_Action item_.
Hunt for the word "pitcher" across the entries below, copying each line that holds it.

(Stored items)

━━━━━━━━━━

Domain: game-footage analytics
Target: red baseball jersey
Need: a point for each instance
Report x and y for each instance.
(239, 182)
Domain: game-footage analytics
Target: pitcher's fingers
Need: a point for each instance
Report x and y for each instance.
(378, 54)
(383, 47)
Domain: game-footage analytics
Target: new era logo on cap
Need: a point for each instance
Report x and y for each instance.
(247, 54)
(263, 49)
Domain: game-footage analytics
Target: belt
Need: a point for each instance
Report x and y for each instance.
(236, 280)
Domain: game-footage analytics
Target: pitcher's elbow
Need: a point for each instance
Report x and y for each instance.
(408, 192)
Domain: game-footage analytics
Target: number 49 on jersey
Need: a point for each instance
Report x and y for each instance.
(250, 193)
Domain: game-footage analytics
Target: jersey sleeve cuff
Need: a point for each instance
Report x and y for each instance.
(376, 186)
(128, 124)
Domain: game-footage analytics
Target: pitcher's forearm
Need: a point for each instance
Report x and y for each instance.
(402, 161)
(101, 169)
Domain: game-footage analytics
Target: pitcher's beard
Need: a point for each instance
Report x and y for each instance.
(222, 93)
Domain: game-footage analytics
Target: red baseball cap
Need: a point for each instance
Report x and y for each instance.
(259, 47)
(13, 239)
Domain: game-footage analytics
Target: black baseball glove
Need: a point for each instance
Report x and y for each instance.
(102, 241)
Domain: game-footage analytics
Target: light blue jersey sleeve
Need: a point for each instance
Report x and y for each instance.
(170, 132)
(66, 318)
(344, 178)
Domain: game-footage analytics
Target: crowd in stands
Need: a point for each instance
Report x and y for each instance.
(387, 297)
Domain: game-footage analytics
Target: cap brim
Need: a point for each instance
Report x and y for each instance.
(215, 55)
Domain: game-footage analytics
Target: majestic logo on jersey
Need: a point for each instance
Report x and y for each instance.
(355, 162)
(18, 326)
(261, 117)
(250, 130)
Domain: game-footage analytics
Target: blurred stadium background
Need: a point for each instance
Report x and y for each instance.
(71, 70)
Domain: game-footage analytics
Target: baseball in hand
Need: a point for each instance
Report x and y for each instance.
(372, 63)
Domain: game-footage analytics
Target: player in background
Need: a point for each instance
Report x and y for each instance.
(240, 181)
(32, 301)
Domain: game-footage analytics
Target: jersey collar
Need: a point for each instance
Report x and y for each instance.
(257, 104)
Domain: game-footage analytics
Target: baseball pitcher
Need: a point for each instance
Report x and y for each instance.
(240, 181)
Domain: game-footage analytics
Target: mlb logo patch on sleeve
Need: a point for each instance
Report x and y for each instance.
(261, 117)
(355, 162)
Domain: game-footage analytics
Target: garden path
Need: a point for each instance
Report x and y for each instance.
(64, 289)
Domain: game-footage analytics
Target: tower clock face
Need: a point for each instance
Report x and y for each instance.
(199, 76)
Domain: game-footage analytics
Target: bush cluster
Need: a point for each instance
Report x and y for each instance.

━━━━━━━━━━

_Output below_.
Target: pitcher's fingers
Target: pitcher's elbow
Target: pitcher's forearm
Target: pitcher's beard
Target: baseball pitcher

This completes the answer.